§ Auszug
>>>
Samstag, 30. März 2013

Daughter – If You Leave

(4AD, 2013)


Wenn ich nun sagte, dass Daughter eine ganz typische Indie-Band wären, hätte ich damit wohl etwa zu gleichen Teilen Recht und Unrecht. Denn zwar bedient das Trio aus London alle Klischees des Genres, aber auf der anderen Seite haben sie doch eine Art, den Zuhörer zu berühren, die ihnen völlig zu eigen ist.
Das fängt schon bei den textlichen Bezügen an – der Name Daughter gibt es bereits ein Stück weit vorweg. Elena Tonra macht in ihren Texten ein zerbrechliches, ungeschütztes Gefühl erfahrbar, wie es wohl Kinder fühlen würden, würde ihnen der ihnen eigene Idealismus und ihre Naivität fehlen. Und dies ist tatsächlich nicht nur ein mittelmäßig gewähltes Bild, sondern eine textliche Darstellung, die sich beim Hören geradezu aufdrängt:

You will always find another place to go,
You will always find another womb to grow.“
- Lifeforms

Bei diesem Zitat handelt es sich sogar um den einzigen Text-Fetzen, den Daughter quasi programmatisch in ihrem bunt bebilderten Booklet angeben. Aber es gibt noch weitere Passagen in den Texten, die das Kindliche des (der) Lyrischen Ichs unterstreichen oder zumindest andeuten:

In the darkness I will meet my creators,
And they will all agree that I'm a suffocator.
<<<
§ Aufgabe A
Beantworte mithilfe der Plattenkritik zu „If You Leave“ diese Fragen:
(i) Aus welcher Stadt kommt das Trio?
(ii) Wer schreibt die Texte der Band?
(iii) Aus welchem Stück stammt das einzige Zitat, das im Booklet abgedruckt ist?
§ Aufgabe B
Setze die Plattenkritik zu „If You Leave“ im Anschluss an die zuletzt zitierten Liedzeilen fort.

§ Vorliegendes Material
>>>
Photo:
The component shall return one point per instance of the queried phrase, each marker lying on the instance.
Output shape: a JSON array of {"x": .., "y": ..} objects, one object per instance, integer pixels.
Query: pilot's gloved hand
<<<
§ Lösung A
(i) Aus London.
(ii) Elena Tonra.
(iii) Aus „Lifeforms“.

§ Lösung B
Oh, look: I'm sorry if smothered you.
I'm sorry if smothered you.
I sometimes wish I stayed inside my mother,
Never to come out.“
- Smother

Ansonsten kreisen die Texte in wunderschönen Bildern um das Lieben und Leben junger Erwachsener und dabei ist die bittersüße Hit-Single „Youth“ nur die Spitze des melancholischen Eisbergs (hier besonders schön die Feststellung: „And if you are in love then you are the lucky ones,/ For most of us are bitter over someone./ Setting fire to our insides for fun,/ Collecting names of the lovers that went wrong.“).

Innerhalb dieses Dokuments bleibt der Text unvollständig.